Data extract:
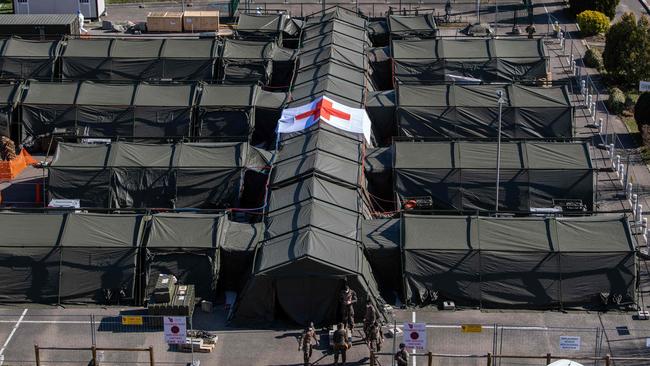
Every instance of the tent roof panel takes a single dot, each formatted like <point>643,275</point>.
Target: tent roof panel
<point>99,48</point>
<point>412,23</point>
<point>332,250</point>
<point>102,230</point>
<point>440,233</point>
<point>106,94</point>
<point>184,230</point>
<point>190,48</point>
<point>148,48</point>
<point>22,48</point>
<point>30,229</point>
<point>247,50</point>
<point>594,234</point>
<point>228,95</point>
<point>153,95</point>
<point>50,93</point>
<point>267,23</point>
<point>214,155</point>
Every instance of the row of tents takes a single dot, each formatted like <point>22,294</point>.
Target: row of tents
<point>142,111</point>
<point>116,258</point>
<point>492,262</point>
<point>532,263</point>
<point>461,176</point>
<point>181,175</point>
<point>453,111</point>
<point>112,59</point>
<point>311,246</point>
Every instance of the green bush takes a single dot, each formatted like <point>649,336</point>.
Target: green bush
<point>642,110</point>
<point>627,51</point>
<point>616,101</point>
<point>593,58</point>
<point>607,7</point>
<point>592,22</point>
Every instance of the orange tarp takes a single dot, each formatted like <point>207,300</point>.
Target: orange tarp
<point>10,169</point>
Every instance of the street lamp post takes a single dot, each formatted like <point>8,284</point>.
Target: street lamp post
<point>500,101</point>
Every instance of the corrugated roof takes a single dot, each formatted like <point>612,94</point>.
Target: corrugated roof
<point>37,19</point>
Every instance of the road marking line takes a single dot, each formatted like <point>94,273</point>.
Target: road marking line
<point>13,331</point>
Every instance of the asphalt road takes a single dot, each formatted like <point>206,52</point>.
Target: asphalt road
<point>633,6</point>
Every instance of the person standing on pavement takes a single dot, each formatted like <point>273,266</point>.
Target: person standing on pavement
<point>306,343</point>
<point>348,299</point>
<point>370,317</point>
<point>341,344</point>
<point>402,357</point>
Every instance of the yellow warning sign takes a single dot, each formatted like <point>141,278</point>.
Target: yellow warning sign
<point>471,328</point>
<point>131,320</point>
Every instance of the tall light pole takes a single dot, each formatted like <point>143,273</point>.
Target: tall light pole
<point>500,101</point>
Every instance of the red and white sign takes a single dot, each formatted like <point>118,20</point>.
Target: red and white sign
<point>325,109</point>
<point>175,330</point>
<point>415,335</point>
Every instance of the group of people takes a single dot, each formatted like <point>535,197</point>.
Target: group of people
<point>342,336</point>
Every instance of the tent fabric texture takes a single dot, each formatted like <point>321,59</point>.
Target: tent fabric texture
<point>28,59</point>
<point>312,242</point>
<point>264,26</point>
<point>255,61</point>
<point>518,262</point>
<point>461,175</point>
<point>420,26</point>
<point>145,111</point>
<point>186,246</point>
<point>122,175</point>
<point>9,95</point>
<point>472,111</point>
<point>140,60</point>
<point>489,60</point>
<point>75,258</point>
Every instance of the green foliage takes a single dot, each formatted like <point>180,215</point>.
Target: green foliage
<point>593,58</point>
<point>607,7</point>
<point>627,50</point>
<point>616,101</point>
<point>642,110</point>
<point>592,22</point>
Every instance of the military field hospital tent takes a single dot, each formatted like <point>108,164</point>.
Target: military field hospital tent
<point>108,110</point>
<point>122,175</point>
<point>489,60</point>
<point>530,262</point>
<point>27,59</point>
<point>69,258</point>
<point>462,175</point>
<point>466,111</point>
<point>186,246</point>
<point>138,60</point>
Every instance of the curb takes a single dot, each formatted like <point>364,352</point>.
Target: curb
<point>645,5</point>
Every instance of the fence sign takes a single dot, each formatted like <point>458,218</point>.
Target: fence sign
<point>175,330</point>
<point>415,335</point>
<point>569,343</point>
<point>131,320</point>
<point>644,86</point>
<point>471,328</point>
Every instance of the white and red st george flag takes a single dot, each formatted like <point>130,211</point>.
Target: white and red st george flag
<point>325,109</point>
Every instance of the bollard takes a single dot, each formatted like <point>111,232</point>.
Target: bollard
<point>628,192</point>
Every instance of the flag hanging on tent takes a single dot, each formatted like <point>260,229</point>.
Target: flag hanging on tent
<point>325,109</point>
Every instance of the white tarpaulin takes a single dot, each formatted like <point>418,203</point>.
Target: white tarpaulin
<point>325,109</point>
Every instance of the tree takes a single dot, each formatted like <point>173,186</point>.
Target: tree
<point>627,50</point>
<point>607,7</point>
<point>642,110</point>
<point>592,22</point>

What is required: Copy the items above verbatim, from their first line through the line containing "<point>214,155</point>", inclusive, and leave the pictures out.

Response:
Every instance of the tent roof panel takes a single dot, each formatted like <point>643,275</point>.
Target: tent roof panel
<point>99,48</point>
<point>412,23</point>
<point>332,250</point>
<point>102,230</point>
<point>440,233</point>
<point>106,94</point>
<point>184,230</point>
<point>190,48</point>
<point>148,48</point>
<point>22,48</point>
<point>30,229</point>
<point>247,50</point>
<point>594,234</point>
<point>228,95</point>
<point>153,95</point>
<point>50,93</point>
<point>267,23</point>
<point>214,155</point>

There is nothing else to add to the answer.